▶ **WHAT TO PRODUCE**
Rewrite every one of the records below, replacing "lane-count" with "landmark" wherever it occurs and changing nothing else. Omit the pictures from your answer.

▶ **DATA SHOWN**

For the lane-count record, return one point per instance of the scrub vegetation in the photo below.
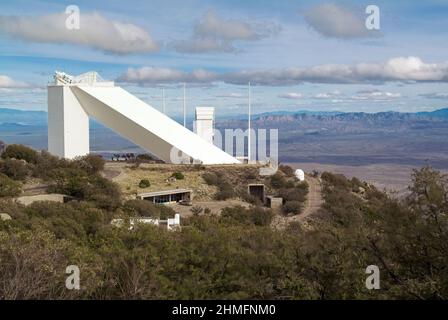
(235, 255)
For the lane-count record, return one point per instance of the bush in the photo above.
(278, 181)
(8, 187)
(14, 169)
(141, 208)
(91, 163)
(178, 175)
(144, 183)
(20, 152)
(196, 210)
(257, 216)
(210, 178)
(294, 207)
(287, 170)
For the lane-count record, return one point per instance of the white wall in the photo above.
(68, 124)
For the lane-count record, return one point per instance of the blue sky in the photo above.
(314, 55)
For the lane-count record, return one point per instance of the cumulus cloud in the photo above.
(231, 95)
(152, 75)
(333, 21)
(216, 34)
(95, 31)
(6, 82)
(436, 95)
(291, 95)
(328, 95)
(376, 95)
(402, 69)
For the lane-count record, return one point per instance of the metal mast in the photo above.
(163, 100)
(248, 127)
(185, 107)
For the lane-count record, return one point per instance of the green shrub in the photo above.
(91, 163)
(287, 170)
(15, 169)
(141, 208)
(20, 152)
(178, 175)
(9, 187)
(294, 207)
(196, 210)
(278, 181)
(210, 178)
(144, 183)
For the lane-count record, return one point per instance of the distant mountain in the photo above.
(22, 117)
(441, 113)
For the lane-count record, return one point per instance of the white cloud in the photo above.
(334, 21)
(436, 95)
(95, 31)
(231, 95)
(328, 95)
(290, 95)
(216, 34)
(376, 95)
(7, 83)
(402, 69)
(152, 75)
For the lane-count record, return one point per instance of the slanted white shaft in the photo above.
(70, 105)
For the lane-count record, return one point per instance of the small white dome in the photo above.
(300, 174)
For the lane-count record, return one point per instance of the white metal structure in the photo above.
(300, 175)
(204, 123)
(72, 100)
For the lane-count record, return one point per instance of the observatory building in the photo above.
(72, 100)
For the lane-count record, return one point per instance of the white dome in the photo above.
(300, 174)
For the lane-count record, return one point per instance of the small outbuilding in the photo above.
(300, 174)
(274, 202)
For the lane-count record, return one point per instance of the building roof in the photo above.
(164, 192)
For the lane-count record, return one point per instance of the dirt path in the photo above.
(312, 205)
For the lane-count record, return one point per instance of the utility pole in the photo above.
(249, 127)
(163, 100)
(185, 107)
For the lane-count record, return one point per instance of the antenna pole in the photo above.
(163, 100)
(185, 107)
(248, 127)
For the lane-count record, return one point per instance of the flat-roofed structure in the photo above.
(168, 196)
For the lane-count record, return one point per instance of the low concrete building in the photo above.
(274, 202)
(54, 197)
(168, 196)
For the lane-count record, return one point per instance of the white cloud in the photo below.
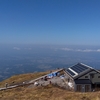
(66, 49)
(16, 48)
(28, 48)
(80, 50)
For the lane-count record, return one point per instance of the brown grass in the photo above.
(46, 93)
(42, 93)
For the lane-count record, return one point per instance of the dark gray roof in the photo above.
(78, 69)
(83, 81)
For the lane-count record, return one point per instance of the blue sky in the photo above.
(72, 22)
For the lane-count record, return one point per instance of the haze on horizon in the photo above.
(71, 22)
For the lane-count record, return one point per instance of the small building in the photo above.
(83, 78)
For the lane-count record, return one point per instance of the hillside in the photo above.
(49, 92)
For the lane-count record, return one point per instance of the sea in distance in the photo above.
(30, 58)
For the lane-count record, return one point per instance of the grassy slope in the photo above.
(42, 93)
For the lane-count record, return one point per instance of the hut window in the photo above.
(98, 76)
(86, 76)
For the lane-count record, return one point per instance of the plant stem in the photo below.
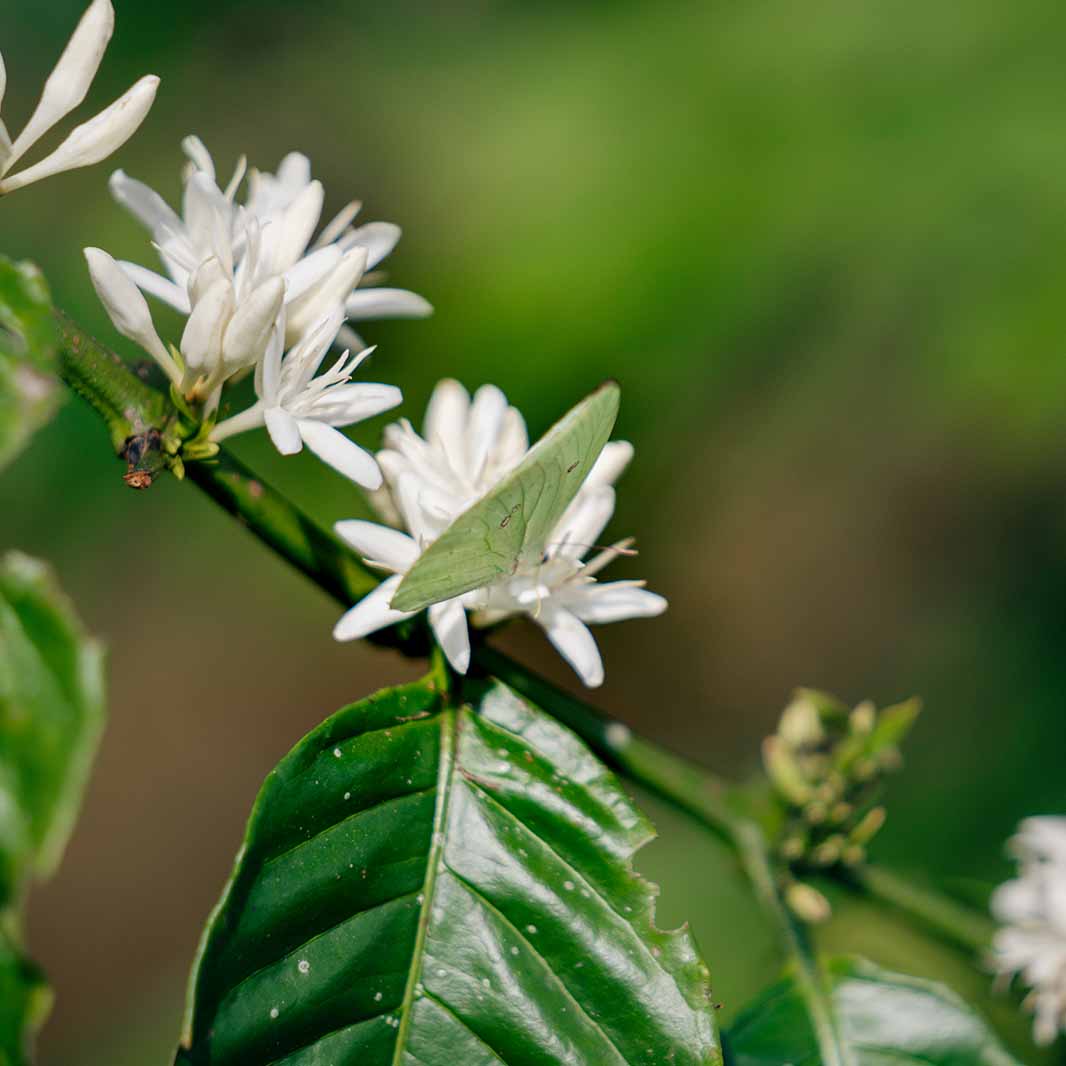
(128, 406)
(134, 412)
(752, 848)
(962, 925)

▶ **TASK RESULT**
For the landmark record, return one point per instance of the scrub vegetation in the photo below.
(235, 255)
For the landmark record, return one point per instance of the bush in the photo above.
(278, 181)
(8, 187)
(14, 169)
(141, 208)
(91, 163)
(178, 175)
(144, 183)
(20, 152)
(196, 210)
(257, 216)
(210, 178)
(294, 207)
(287, 170)
For the landmark record, return one point per instance of the white wall in the photo above.
(68, 124)
For the landmark record, return one point per instance of the blue sky in the photo above.
(314, 55)
For the landmark record, return one point per instance of the cumulus cloud in the photo above.
(231, 95)
(152, 75)
(333, 21)
(216, 34)
(95, 31)
(6, 82)
(436, 95)
(291, 95)
(328, 95)
(376, 95)
(402, 69)
For the landmark record, return one point per instance of the metal mast in the photo above.
(163, 100)
(248, 127)
(185, 107)
For the landmark record, return one point per instance of the green shrub in the photo above.
(91, 163)
(287, 170)
(15, 169)
(141, 208)
(20, 152)
(178, 175)
(9, 187)
(294, 207)
(196, 210)
(278, 181)
(210, 178)
(144, 183)
For the landmark record, return one point per instance of the distant mountain in the photo above.
(22, 117)
(441, 113)
For the landmark record, return one point per instance of the white cloud in the photo above.
(334, 21)
(436, 95)
(95, 31)
(231, 95)
(328, 95)
(290, 95)
(216, 34)
(376, 95)
(7, 83)
(402, 69)
(152, 75)
For the landmark record, return one point per instance of the slanted white shaft in the photo above.
(70, 105)
For the landmark record, return one point per instance of the small white dome in the photo above.
(300, 174)
For the landmark record, return one point per instance of the white metal structure in the photo above.
(300, 175)
(204, 123)
(72, 100)
For the landmark record, return one point per instance of the observatory building in the photo above.
(72, 100)
For the landmark record, return one point per instance of the white dome in the photo above.
(300, 174)
For the landmark record, return one point per instance of the small outbuilding in the photo above.
(300, 174)
(274, 202)
For the landmark record, return one point per instance of the building roof in the photo above.
(164, 192)
For the landmark record, return one point per instance of the dirt path in the photo above.
(312, 205)
For the landmark record, return one point per instance of the utility pole in the photo above.
(249, 127)
(163, 100)
(185, 107)
For the landmark record, return one point per instance of the antenna pole in the photo above.
(163, 100)
(185, 107)
(248, 127)
For the landmark record, return one point per instance of the flat-roofed structure in the photo above.
(168, 196)
For the landmark record, return one point per instance of the low concrete building in the photo above.
(274, 202)
(54, 197)
(168, 196)
For the landmark record, return one point per instance of the white cloud in the photo below.
(66, 49)
(16, 48)
(28, 48)
(80, 50)
For the landmark record, return one point per instance of the brown grass in the photo above.
(46, 93)
(42, 93)
For the landmark record, return one point per instance of the dark gray roof in the photo above.
(78, 69)
(83, 81)
For the landmark record, return one point per instance of the blue sky in the photo above.
(72, 22)
For the landmark record, return one point per instance of the haze on horizon in the photo above.
(71, 22)
For the landmark record, return one point per instance of the small building in the photo above.
(83, 78)
For the landmark record, return one point per instance of the hillside in the photo above.
(49, 92)
For the landmark record, return one point per instance of the sea in distance in the photo above.
(30, 58)
For the landmark record, return one point per instance of the grassy slope in the photo above.
(42, 93)
For the landmark record, return one point per instance of the hut window in the photo above.
(98, 76)
(86, 76)
For the landmark record, return one point per instance of the plant stem in the photo below.
(128, 406)
(134, 412)
(752, 848)
(962, 925)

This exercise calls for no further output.